Every line of the material below should be repeated exactly.
————
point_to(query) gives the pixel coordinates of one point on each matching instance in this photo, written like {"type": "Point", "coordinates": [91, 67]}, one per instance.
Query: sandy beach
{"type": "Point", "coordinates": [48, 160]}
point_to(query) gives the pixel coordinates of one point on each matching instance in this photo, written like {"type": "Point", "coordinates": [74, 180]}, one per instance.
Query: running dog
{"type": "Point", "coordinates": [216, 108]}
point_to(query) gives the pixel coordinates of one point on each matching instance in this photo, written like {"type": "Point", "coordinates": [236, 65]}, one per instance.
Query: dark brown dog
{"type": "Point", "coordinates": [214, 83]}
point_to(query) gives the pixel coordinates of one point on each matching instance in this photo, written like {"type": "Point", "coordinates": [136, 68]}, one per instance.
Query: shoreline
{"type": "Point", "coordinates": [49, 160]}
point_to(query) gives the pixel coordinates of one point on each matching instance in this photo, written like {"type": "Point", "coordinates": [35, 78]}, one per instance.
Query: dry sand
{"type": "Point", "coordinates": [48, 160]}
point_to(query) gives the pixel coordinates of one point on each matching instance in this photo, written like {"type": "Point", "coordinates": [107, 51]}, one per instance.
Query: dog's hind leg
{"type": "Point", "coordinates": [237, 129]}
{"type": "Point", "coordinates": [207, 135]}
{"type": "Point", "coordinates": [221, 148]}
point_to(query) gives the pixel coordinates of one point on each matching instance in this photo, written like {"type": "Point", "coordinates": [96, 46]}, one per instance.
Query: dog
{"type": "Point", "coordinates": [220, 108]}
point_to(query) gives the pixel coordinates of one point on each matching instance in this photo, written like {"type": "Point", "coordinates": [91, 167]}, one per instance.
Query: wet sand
————
* [Output for this exercise]:
point_to(query) gives the pixel coordinates of one point on each matching instance in this photo, written like {"type": "Point", "coordinates": [91, 67]}, one per instance.
Query: sandy beach
{"type": "Point", "coordinates": [48, 160]}
point_to(query) gives the pixel coordinates of one point on each matching instance in this photo, written like {"type": "Point", "coordinates": [74, 180]}, one per instance.
Query: running dog
{"type": "Point", "coordinates": [216, 108]}
point_to(query) gives the pixel coordinates of one point on each matching instance in this photo, written like {"type": "Point", "coordinates": [236, 65]}, one per instance.
Query: dark brown dog
{"type": "Point", "coordinates": [214, 83]}
point_to(query) gives the pixel coordinates of one point on each matching instance in this photo, written like {"type": "Point", "coordinates": [136, 68]}, one per instance.
Query: shoreline
{"type": "Point", "coordinates": [49, 160]}
point_to(query) gives the pixel coordinates of one point on each matching instance in this photo, written like {"type": "Point", "coordinates": [35, 78]}, one per instance.
Query: dry sand
{"type": "Point", "coordinates": [48, 160]}
point_to(query) gives the pixel coordinates of one point on each matching instance in this photo, written like {"type": "Point", "coordinates": [107, 51]}, one per instance.
Query: dog's hind leg
{"type": "Point", "coordinates": [237, 129]}
{"type": "Point", "coordinates": [207, 135]}
{"type": "Point", "coordinates": [221, 148]}
point_to(query) gives the pixel coordinates of one point on each matching instance in this photo, written like {"type": "Point", "coordinates": [96, 46]}, one per instance.
Query: dog
{"type": "Point", "coordinates": [220, 108]}
point_to(query) gives the pixel coordinates of one point on each matching instance in this photo, written like {"type": "Point", "coordinates": [91, 167]}, one per instance.
Query: wet sand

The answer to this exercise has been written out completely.